__ASSIGNMENT__: Go to the line containing "hand, one line per instance." and return it and each line after it exactly, through the end of the data below, and nothing more.
▬▬▬
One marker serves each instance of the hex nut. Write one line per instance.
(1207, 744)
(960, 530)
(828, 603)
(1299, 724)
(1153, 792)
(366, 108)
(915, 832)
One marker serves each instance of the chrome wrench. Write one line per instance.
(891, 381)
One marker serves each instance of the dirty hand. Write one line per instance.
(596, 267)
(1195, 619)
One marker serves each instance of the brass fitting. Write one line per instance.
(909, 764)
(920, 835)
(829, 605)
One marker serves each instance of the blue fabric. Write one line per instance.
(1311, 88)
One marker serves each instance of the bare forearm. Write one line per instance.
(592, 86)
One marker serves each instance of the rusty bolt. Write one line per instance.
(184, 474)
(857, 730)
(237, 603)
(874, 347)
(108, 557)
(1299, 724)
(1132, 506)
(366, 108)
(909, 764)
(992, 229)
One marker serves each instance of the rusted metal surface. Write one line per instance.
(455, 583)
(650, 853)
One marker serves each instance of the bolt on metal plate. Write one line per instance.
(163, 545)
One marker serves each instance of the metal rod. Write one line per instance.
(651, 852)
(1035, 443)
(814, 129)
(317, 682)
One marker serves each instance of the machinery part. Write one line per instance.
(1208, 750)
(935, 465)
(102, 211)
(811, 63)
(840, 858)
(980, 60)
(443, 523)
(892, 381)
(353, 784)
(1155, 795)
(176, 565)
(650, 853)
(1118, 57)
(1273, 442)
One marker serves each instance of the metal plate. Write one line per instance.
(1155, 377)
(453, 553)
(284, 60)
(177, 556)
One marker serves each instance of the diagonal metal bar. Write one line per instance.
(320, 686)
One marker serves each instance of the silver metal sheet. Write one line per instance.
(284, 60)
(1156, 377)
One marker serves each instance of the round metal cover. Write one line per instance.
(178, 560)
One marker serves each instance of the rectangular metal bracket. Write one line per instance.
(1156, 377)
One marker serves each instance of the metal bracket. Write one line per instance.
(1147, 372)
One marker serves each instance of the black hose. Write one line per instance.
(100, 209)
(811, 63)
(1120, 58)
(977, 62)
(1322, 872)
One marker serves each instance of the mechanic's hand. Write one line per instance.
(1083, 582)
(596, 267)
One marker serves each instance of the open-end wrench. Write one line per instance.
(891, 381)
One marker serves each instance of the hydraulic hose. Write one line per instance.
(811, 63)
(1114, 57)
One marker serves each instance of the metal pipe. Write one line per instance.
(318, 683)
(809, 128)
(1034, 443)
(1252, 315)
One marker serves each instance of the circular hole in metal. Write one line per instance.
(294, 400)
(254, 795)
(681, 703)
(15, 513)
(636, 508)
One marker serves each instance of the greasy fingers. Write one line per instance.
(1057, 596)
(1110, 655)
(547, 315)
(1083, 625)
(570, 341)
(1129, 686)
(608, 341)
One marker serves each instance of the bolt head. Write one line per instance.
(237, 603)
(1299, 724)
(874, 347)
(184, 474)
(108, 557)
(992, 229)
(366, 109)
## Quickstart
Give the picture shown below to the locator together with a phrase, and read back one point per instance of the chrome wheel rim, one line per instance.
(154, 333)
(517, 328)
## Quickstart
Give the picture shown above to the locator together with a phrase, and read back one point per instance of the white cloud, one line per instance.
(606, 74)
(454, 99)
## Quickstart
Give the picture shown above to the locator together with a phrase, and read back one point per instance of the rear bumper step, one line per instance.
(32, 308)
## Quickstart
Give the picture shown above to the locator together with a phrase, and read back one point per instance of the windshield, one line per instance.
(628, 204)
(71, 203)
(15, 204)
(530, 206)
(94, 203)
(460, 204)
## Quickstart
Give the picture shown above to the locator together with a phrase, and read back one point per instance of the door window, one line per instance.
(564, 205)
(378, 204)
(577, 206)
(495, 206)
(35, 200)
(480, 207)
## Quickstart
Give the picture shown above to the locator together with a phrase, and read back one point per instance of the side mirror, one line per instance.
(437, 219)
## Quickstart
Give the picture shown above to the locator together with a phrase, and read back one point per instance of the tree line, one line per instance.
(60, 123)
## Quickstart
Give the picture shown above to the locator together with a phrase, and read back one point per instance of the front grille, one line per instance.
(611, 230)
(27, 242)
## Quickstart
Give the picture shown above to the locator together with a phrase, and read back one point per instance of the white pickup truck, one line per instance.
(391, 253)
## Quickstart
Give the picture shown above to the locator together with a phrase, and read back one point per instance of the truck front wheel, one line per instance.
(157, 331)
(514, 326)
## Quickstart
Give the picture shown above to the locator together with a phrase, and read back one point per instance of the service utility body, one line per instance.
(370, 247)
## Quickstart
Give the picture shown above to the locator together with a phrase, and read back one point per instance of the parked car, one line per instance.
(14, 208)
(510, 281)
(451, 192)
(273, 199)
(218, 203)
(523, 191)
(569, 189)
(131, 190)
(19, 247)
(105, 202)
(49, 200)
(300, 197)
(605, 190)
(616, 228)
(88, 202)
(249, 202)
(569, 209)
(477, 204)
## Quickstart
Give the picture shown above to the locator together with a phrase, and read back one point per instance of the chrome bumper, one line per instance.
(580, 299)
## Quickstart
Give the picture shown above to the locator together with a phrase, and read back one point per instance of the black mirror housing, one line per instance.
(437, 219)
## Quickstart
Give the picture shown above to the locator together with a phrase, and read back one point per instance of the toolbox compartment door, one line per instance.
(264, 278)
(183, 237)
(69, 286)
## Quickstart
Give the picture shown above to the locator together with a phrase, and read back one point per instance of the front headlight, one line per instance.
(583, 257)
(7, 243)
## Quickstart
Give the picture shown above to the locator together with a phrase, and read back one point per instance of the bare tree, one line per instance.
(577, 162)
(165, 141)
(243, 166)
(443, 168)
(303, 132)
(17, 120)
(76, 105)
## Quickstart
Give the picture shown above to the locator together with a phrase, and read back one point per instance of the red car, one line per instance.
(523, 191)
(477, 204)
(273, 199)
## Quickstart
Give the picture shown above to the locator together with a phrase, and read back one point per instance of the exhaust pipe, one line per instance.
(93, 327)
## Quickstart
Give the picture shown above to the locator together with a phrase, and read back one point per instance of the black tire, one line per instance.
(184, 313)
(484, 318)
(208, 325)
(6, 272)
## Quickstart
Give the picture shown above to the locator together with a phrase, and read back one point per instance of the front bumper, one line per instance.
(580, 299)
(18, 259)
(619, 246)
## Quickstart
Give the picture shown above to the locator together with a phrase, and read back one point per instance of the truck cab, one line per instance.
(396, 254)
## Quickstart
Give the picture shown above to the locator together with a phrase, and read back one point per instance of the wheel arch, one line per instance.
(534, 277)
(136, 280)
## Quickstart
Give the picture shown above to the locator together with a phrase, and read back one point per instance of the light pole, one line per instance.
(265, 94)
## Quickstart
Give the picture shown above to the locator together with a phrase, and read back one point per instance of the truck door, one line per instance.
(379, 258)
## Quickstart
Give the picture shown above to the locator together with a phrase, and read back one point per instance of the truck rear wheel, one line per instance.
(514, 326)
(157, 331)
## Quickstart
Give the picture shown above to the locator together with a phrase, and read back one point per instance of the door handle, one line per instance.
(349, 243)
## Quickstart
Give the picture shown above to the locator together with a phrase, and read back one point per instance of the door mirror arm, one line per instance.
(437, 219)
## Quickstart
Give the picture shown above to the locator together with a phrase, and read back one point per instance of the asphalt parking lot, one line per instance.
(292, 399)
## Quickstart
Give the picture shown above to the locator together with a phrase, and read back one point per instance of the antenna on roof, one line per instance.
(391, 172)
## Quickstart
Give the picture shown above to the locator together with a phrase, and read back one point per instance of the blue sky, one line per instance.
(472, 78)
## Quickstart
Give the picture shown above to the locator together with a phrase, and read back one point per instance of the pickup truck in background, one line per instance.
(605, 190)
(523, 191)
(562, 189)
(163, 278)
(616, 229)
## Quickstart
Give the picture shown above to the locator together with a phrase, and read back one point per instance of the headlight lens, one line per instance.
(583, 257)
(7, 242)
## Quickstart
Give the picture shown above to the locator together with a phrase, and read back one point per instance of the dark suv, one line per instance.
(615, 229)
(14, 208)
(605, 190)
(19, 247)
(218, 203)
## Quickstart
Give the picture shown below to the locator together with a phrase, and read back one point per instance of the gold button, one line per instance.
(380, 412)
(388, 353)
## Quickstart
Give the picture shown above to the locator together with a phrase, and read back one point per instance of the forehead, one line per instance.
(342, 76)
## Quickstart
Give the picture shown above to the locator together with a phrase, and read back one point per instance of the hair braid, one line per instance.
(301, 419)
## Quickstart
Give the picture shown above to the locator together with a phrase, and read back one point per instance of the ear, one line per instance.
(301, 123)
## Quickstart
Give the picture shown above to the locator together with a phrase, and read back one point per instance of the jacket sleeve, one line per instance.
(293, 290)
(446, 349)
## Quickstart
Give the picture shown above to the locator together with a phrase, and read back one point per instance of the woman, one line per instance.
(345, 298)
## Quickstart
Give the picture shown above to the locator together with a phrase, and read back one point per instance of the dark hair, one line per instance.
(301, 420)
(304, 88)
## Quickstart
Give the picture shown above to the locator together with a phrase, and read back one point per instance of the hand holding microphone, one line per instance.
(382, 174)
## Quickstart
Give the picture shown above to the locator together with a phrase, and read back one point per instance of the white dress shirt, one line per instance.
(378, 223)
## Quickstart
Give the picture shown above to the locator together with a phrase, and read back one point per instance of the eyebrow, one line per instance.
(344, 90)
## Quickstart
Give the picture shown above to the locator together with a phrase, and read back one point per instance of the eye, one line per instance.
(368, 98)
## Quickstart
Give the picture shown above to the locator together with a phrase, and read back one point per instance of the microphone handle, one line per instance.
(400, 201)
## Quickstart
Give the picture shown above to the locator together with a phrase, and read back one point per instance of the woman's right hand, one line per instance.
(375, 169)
▬▬▬
__THE COMPLETED TASK__:
Give the picture shown above to the locator together with a phrase, and read back one point per instance of the woman's right hand, one line per instance.
(375, 169)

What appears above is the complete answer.